Non lo sapeva Ion che quell’angolo di mondo fuori città poteva essere pericoloso. Ha pensato che una tettoia potesse bastare per ripararsi dalla pioggia e aspettare - dopo una bella dormita - il ritorno del sole. In fondo chi ha perso tutto è abituato ad apprezzare il poco che equivale al niente. Invece è morto così Ion e non saprà mai che c’è almeno una persona che fino all’ultimo ha sperato che continuasse a vivere. Che potesse vincere la battaglia, quella più difficile. Chi gli ha teso la mano ha creduto di essere arrivato all’ultimo momento ma in tempo per salvargli la vita.

• [Consegna]: Prosegui il brano qui sopra sulla morte di Ion sotto la tettoia, riprendendo dopo l'ultima frase.

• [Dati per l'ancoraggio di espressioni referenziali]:
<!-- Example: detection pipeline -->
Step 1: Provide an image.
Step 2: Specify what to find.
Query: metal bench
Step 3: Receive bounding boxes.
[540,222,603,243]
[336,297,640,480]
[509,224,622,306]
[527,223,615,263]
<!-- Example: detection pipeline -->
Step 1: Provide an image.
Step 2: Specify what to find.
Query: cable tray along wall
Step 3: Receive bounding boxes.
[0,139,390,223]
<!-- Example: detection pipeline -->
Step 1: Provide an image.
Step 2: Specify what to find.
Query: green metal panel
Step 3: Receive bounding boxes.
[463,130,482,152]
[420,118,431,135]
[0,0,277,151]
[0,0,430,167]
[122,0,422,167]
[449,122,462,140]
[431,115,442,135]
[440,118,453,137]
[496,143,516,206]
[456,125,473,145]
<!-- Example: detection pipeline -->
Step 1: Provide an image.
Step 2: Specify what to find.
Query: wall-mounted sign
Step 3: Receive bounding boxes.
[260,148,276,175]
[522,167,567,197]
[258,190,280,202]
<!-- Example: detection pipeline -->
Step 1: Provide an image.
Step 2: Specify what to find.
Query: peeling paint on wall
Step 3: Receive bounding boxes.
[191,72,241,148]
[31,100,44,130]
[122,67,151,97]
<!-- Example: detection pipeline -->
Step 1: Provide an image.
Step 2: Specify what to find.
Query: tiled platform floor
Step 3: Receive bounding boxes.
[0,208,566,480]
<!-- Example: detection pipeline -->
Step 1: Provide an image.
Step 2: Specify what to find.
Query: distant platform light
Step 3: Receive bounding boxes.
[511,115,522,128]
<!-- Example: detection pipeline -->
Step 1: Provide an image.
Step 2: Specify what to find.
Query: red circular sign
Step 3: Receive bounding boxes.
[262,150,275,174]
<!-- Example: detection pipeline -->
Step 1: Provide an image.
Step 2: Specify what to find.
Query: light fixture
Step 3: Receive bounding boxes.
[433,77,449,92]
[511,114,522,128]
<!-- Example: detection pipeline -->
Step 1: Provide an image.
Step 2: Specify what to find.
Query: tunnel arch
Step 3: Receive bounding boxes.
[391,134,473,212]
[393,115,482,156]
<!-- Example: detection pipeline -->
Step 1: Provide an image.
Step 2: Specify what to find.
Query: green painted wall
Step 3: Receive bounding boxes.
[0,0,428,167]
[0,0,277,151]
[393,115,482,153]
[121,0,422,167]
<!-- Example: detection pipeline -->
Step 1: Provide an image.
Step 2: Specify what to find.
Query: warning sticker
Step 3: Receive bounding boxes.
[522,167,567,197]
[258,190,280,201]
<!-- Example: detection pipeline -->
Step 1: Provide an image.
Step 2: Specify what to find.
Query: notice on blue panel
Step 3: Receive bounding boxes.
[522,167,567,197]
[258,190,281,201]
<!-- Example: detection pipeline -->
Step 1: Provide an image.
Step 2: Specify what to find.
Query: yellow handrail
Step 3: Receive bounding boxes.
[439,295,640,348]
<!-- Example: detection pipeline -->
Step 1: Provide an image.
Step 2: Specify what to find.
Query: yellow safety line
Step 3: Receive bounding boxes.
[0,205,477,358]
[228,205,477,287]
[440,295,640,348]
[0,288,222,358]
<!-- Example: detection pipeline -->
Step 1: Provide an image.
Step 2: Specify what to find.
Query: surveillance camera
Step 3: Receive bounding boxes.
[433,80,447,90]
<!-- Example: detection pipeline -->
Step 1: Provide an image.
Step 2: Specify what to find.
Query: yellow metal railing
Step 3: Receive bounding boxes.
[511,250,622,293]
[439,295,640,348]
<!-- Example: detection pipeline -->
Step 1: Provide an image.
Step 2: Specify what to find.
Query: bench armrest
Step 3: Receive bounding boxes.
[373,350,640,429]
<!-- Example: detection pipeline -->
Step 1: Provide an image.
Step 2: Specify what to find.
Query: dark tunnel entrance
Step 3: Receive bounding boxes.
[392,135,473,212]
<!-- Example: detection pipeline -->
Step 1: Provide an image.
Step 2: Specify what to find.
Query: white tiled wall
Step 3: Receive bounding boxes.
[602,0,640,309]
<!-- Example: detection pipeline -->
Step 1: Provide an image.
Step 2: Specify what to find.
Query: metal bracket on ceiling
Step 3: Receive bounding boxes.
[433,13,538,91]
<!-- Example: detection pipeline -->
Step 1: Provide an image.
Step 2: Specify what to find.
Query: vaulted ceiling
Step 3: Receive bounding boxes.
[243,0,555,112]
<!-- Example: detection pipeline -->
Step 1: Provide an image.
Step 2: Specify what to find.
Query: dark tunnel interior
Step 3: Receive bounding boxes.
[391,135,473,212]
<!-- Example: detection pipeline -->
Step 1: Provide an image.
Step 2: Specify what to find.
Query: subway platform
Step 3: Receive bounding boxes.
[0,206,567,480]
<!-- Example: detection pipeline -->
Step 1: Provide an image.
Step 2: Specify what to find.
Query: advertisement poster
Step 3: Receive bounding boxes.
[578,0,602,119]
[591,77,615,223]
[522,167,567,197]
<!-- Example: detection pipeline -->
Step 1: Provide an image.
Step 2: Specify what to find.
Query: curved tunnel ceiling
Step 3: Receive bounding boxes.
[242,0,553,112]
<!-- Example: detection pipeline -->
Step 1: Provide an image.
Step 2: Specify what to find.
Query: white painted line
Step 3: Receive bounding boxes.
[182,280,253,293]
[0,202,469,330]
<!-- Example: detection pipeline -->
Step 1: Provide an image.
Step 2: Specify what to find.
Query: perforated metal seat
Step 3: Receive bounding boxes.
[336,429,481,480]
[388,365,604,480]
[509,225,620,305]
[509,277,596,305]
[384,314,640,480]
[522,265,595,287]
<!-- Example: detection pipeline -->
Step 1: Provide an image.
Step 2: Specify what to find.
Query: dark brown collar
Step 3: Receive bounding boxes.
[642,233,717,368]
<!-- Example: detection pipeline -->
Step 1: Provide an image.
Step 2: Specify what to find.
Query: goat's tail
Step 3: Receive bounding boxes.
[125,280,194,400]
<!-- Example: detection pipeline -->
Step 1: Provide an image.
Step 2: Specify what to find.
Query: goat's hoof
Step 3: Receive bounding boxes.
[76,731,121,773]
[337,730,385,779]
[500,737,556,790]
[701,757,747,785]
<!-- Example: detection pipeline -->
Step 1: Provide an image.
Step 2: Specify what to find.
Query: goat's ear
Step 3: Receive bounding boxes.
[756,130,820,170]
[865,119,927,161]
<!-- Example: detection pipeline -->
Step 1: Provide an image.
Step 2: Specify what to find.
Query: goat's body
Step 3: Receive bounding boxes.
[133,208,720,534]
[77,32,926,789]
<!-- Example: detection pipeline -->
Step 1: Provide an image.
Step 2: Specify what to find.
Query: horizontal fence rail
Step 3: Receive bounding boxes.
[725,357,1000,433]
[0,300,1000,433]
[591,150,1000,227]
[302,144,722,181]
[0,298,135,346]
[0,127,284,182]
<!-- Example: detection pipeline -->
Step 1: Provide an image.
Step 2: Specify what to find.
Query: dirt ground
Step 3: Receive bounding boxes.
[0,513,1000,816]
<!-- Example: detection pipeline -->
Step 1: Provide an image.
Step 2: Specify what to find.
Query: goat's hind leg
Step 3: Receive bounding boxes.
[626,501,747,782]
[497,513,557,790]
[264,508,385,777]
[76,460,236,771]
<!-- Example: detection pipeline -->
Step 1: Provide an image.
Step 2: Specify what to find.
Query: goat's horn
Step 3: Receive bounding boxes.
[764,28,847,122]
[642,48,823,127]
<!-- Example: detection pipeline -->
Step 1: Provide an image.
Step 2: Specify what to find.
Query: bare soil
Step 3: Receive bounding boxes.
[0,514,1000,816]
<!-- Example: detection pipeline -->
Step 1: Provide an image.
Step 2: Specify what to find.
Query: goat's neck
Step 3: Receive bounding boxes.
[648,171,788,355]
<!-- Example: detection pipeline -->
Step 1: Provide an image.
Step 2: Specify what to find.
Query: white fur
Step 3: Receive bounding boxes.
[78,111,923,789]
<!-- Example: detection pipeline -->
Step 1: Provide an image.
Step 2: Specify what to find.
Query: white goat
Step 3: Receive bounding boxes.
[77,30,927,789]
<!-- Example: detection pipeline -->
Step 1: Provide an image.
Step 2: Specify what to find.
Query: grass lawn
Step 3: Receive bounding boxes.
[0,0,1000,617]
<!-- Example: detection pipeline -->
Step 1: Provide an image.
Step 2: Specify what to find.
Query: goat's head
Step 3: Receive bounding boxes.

• [Spazio risposta]:
Quella ambientata nella fontana delle Conce - monumento storico ma dimenticato, inutile dire che è tutto a posto perché non è vero - è una storia triste. La magistratura ha aperto un fascicolo e il sostituto procuratore Angelo Beccu sta valutando gli atti e il rapporto della polizia prima di assumere una decisione. Il corpo di Ion-Giovanni è stato trasferito all’Istituto di Patologia forense dove - se prevista - il medico legale nelle prossime ore effettuerà l’autopsia. Per la prima volta dopo tanto tempo Ion è entrato in un posto con la porta e un tetto. Non serve più, perché quello è un posto dove non può vedere e sentire. La sua morte però può aprire uno squarcio nell’indifferenza, in quella melma che contamina e che fa emergere ancora differenza tra morti di serie A e di serie B. Ion forse non aveva neppure categoria, era di quelli “fuori gioco”, ai margini. Come ce ne sono tanti altri. Se ora si accenderà una luce, la sua morte sul fronte degli ultimi non sarà stata inutile.